DATA EXTRACT:
● ● ● ● ●
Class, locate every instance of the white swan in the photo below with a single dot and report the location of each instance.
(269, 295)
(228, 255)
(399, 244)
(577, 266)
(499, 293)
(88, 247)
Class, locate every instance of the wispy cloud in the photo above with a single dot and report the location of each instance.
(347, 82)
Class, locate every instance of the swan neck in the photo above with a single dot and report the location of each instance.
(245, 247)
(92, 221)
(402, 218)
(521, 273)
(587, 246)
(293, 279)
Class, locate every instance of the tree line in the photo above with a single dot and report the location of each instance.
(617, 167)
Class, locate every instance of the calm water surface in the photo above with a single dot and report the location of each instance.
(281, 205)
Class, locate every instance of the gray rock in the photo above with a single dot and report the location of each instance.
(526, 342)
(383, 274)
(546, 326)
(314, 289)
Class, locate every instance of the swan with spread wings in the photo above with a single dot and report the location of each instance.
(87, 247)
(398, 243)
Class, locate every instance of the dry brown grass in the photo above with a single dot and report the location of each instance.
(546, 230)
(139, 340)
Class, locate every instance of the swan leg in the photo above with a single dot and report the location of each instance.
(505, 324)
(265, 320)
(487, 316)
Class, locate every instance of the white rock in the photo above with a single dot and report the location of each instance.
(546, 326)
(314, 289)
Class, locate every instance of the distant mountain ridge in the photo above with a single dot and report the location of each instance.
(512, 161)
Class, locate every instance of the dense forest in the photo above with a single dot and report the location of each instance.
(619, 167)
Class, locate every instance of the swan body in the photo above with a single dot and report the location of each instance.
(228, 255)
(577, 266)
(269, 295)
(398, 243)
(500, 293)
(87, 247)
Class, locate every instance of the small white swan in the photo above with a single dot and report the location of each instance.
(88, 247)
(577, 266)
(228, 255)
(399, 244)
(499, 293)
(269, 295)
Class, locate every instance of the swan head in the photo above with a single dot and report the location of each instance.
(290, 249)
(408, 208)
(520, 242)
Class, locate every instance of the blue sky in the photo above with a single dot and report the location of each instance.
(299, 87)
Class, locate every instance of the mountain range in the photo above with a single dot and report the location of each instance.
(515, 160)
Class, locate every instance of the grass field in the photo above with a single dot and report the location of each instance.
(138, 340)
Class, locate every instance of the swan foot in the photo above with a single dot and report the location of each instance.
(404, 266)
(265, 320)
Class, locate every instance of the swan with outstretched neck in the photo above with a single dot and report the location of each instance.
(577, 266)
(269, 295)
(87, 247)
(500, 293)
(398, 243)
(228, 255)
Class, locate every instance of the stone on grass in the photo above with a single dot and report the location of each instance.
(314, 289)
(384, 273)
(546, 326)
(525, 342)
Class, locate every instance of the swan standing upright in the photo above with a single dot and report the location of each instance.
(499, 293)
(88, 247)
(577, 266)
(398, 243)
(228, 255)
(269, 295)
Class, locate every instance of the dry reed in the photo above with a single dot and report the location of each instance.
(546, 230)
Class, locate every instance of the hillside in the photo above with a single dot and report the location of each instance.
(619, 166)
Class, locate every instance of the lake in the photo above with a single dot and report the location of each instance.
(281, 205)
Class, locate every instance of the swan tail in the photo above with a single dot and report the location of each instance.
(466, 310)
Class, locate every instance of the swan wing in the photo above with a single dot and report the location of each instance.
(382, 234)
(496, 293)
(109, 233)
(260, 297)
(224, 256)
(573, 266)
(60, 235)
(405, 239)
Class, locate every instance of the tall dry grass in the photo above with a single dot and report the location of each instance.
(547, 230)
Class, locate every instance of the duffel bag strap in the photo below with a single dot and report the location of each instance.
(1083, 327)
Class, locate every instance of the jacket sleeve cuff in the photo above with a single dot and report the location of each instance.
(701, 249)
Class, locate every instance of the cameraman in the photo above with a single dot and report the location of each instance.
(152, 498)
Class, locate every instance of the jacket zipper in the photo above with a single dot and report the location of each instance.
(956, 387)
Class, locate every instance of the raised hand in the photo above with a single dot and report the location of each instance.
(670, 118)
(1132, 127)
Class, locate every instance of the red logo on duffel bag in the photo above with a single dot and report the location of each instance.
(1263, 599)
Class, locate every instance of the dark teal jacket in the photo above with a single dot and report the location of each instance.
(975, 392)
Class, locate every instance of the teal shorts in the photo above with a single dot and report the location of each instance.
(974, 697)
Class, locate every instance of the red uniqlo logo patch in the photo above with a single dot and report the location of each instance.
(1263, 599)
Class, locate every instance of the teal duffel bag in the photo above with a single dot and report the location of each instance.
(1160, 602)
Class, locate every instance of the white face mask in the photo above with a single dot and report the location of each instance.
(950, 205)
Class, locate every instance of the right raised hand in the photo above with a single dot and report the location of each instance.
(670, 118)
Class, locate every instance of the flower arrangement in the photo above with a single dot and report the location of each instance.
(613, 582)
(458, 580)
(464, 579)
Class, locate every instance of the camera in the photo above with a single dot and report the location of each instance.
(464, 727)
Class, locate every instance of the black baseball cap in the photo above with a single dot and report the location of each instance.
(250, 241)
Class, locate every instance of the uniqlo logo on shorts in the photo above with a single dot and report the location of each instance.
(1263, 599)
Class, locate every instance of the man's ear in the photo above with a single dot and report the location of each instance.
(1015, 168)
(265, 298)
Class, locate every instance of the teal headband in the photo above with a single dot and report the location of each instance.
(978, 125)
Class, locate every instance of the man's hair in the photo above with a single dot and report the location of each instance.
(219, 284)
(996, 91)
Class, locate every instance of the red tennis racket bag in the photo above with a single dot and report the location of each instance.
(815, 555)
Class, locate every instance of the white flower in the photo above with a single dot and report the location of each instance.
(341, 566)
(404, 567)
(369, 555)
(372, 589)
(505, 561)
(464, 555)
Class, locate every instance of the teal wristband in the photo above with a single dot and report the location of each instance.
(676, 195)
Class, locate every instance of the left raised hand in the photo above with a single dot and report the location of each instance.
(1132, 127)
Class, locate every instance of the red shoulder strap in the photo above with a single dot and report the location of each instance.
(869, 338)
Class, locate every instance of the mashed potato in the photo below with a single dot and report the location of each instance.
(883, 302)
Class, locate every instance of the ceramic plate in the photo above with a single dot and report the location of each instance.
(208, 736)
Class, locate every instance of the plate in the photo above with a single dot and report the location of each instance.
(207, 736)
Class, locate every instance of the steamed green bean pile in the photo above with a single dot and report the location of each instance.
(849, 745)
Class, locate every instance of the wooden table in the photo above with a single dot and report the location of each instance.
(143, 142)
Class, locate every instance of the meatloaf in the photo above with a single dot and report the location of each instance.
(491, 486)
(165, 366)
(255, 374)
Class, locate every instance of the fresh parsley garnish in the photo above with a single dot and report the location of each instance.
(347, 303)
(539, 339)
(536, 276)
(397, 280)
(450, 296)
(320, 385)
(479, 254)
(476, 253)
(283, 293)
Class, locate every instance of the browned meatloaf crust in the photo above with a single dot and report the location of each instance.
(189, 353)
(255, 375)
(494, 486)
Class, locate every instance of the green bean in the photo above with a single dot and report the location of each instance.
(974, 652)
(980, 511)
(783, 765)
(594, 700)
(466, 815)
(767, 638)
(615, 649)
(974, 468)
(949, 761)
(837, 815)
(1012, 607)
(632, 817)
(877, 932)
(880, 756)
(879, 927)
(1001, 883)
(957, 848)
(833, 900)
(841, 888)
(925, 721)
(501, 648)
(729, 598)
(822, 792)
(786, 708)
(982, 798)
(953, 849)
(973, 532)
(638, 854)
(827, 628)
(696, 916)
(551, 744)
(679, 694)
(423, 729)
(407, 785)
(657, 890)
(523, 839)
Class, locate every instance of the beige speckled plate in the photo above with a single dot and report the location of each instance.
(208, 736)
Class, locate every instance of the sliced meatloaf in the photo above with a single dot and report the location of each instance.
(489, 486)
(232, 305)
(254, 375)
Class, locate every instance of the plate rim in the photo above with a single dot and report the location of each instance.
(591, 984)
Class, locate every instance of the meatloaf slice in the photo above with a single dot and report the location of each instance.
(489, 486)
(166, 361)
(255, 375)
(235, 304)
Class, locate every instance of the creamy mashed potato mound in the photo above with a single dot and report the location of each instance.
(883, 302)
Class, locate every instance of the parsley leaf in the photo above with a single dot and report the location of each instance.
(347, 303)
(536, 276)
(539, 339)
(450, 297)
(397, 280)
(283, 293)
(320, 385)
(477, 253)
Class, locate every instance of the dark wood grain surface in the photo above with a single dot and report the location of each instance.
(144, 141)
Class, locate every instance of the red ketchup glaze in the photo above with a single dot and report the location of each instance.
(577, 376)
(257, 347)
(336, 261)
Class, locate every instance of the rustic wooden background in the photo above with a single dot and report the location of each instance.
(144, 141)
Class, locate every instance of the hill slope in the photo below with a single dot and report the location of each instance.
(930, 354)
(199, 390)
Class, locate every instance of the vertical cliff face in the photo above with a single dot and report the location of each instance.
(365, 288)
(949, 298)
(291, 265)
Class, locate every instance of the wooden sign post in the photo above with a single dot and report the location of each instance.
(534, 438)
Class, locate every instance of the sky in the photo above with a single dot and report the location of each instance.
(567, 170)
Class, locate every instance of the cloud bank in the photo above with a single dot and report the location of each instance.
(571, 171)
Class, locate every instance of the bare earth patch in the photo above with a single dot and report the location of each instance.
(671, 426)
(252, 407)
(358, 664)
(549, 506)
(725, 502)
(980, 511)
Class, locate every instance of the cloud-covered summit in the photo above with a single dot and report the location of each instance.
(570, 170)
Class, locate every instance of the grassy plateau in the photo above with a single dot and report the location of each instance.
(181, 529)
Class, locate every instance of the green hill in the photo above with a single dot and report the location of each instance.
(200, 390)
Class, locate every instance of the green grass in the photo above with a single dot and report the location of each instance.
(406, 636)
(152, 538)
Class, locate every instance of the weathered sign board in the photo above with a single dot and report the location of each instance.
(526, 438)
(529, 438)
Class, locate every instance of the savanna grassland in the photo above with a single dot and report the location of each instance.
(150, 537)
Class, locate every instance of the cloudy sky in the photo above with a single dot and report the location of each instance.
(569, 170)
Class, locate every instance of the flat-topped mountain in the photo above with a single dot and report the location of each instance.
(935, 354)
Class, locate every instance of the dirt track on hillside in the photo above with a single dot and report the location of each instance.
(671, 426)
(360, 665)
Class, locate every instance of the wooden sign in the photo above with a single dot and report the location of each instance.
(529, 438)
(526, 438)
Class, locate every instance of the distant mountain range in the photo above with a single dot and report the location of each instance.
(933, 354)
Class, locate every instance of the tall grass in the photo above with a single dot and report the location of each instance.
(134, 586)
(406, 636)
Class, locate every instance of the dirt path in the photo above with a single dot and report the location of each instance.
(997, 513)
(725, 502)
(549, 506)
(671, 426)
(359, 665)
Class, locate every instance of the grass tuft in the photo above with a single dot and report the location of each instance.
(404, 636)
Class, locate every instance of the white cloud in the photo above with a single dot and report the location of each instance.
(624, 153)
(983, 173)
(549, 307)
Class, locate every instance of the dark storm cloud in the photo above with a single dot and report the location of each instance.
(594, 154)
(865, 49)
● ● ● ● ●
TASK: Print every line from the one containing "Class, locate every instance of the white cloud" down to the last line above, both included, without changing anything.

RESULT FOR THIS TASK:
Class, locate every instance of the white cloud in the photo above with a single dot and report the location of each instance.
(624, 153)
(983, 173)
(549, 307)
Class, locate every instance of the dark storm cloud in the photo above with a single dot and report the location of each instance.
(594, 154)
(865, 49)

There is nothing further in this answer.